### TEXTE SOURCE:
Se recentrer ou concentrer sur l'essentiel ! Se débarrasser du superflu, du superficiel, lit-on ici ou là ! S'occuper de soi, des siens !

Ils sont tous là pour nous prodiguer leurs conseils de vie !

Pardi ! le monde et les autres une fois écartés en cet étrange processus d'enfermement qui ne dit pas son nom, de quoi voudrait-on que l'on s'occupât sinon de soi puisque désormais nous occupons, seuls, tout l'espace, évidé, impavide, menaçant par sa vacuité même. Il n'est pourtant d'espace que de ce qui s'y meut et de temps que de ce qui s'y passe, transite et survient. L'espace s'efface lentement d'être ainsi abstrait et le temps si lourd pèse comme un couvercle

Preuve s'il en est que nous ne sommes pas sortis des vieilles dichotomies apparence/réalité ; essentiel/accidentel … Signe que nous ne sommes qu'en face de ce que nous ne sommes pas ; ne subsistons que de nous nourrir de cet incontournable étrangement.

Soit ! allons-y.

Mon inclination me pousserait aisément à dire que l'essentiel est l'autre - ce rapport à l'autre dont justement provisoirement nous sommes privés. Qu'il n'est rien qui vaille qui ne s'inscrive dans l'acte dont justement nous sommes empêchés. Et que bien peu pèse si cet acte n'est pas dirigé vers l'autre. Que ce n'est qu'à cette condition qu'il peut devenir œuvre ; faute de quoi il n'est qu'agitation brouillonne.

### LIGNES DE DONNÉES:
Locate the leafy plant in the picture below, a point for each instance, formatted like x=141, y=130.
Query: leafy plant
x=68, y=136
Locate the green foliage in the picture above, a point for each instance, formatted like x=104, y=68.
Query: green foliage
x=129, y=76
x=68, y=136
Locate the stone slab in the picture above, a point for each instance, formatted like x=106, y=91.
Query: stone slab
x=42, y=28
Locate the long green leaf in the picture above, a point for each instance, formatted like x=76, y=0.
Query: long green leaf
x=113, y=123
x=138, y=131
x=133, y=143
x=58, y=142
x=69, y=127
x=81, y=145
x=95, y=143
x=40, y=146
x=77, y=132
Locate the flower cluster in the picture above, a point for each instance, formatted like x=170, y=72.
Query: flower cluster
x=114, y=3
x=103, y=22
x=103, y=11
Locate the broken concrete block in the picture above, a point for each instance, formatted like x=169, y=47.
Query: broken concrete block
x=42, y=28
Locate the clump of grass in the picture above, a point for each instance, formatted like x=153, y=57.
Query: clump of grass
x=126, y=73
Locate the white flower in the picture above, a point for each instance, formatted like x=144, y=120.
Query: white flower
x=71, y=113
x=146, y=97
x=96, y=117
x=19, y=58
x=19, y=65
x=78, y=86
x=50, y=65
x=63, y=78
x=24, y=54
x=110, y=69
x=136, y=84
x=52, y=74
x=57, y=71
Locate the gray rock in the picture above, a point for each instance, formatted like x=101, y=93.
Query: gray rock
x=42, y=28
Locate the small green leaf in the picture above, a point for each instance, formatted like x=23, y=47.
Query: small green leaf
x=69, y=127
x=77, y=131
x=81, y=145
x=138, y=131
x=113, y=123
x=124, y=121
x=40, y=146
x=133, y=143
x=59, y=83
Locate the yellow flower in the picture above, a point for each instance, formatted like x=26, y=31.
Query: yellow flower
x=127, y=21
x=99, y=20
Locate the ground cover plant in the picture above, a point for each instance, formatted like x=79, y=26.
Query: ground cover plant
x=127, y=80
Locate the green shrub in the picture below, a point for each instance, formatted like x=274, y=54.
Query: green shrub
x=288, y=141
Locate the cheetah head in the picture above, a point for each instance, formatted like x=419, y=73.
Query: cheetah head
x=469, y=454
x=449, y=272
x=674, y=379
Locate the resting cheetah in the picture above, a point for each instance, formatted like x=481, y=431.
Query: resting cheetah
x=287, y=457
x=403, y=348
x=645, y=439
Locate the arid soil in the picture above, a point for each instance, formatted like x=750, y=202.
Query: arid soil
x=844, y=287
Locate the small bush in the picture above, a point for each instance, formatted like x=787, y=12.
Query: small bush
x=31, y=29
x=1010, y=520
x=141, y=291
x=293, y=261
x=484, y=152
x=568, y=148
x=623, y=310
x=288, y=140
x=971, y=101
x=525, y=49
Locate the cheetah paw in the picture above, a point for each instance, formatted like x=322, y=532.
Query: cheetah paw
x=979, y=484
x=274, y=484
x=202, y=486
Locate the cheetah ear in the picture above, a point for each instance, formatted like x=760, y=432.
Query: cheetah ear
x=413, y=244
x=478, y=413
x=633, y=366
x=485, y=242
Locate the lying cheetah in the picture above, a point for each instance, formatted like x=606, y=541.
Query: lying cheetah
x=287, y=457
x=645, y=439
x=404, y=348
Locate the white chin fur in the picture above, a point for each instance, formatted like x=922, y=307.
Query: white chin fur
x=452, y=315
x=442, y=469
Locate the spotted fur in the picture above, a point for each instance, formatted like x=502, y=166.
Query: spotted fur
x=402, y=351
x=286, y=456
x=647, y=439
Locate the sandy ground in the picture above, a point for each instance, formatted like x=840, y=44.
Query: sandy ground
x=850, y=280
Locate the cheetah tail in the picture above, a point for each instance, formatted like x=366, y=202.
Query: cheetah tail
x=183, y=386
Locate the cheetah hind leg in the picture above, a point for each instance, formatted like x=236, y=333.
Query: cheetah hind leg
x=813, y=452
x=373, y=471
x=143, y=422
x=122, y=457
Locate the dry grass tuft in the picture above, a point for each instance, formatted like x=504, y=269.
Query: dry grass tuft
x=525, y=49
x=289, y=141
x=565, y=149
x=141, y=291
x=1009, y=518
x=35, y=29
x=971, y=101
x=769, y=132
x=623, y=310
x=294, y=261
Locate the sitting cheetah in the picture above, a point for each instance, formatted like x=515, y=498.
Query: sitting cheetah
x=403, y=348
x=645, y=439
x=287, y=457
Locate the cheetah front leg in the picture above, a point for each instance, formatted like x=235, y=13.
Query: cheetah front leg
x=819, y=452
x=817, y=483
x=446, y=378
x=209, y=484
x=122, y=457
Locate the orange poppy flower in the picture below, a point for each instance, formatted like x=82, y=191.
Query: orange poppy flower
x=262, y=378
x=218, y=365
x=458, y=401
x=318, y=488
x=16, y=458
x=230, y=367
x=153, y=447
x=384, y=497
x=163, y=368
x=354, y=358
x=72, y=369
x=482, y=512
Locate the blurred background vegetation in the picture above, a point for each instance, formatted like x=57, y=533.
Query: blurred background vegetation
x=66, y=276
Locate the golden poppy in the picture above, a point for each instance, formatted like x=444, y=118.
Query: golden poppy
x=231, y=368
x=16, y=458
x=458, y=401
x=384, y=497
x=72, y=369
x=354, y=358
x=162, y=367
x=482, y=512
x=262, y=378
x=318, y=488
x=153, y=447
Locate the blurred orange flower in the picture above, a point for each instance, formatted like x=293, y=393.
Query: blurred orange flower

### CONSIGNES À SUIVRE:
A) Recopiez tout le passage du texte sur l'essentiel, de « Mon inclination me » jusqu'à « n'est qu'agitation brouillonne. » inclus.
B) Prolongez le texte sur l'essentiel à partir de l'endroit où il s'arrête.

### LES RÉPONSES:
A)
Mon inclination me pousserait aisément à dire que l'essentiel est l'autre - ce rapport à l'autre dont justement provisoirement nous sommes privés. Qu'il n'est rien qui vaille qui ne s'inscrive dans l'acte dont justement nous sommes empêchés. Et que bien peu pèse si cet acte n'est pas dirigé vers l'autre. Que ce n'est qu'à cette condition qu'il peut devenir œuvre ; faute de quoi il n'est qu'agitation brouillonne.

B)
Dès lors, me voici face à moi-même, seul ou presque, continuant ou recommençant à écrire comme s'il n'était rien de plus important - essentiel ! Contrefaisant par bravade l'indifférence devant cet effacement trop aisé de l'autre. Faisant fi de la nécessaire résistance de l'être.

Le moi est haïssable. Vous Miton le couvrez, vous ne l’ôtez point pour cela. Vous êtes donc toujours haïssable. Point, car en agissant comme nous faisons obligeamment pour tout le monde on n’a plus sujet de nous haïr. Cela est vrai, si on ne haïssait dans le moi que le déplaisir qui nous en revient. Mais si je le hais parce qu’il est injuste qu’il se fait centre de tout, je le haïrai toujours. En un mot le moi a deux qualités. Il est injuste en soi en ce qu’il se fait centre de tout. Il est incommode aux autres en ce qu’il les veut asservir, car c’est chaque moi est l’ennemi et voudrait être le tyran de tous les autres. Vous en ôtez l’incommodité, et mais non pas l’injustice. Et ainsi vous ne le rendez pas aimable à ceux qui en haïssent l’injustice. Vous ne le rendez aimable qu’aux injustes qui n’y trouvent plus leur ennemi. Et ainsi vous demeurez injuste, et ne pouvez plaire qu’aux injustes. Pascal

Incroyable prétention d'augurer que sa pauvre petite réflexion eût quoi que ce soit de si essentiel qu'elle méritât de passer avant tout le reste. Passons sur la part de vanité, de fatuité ! passons sur ce moi haïssable pour ce qu'il se pique de se mettre au centre de tout et tous - Pascal lui a réglé son fait ! Passons sur l'injustice et la tyrannie qui s'y insinuent et qu'il a parfaitement repérées.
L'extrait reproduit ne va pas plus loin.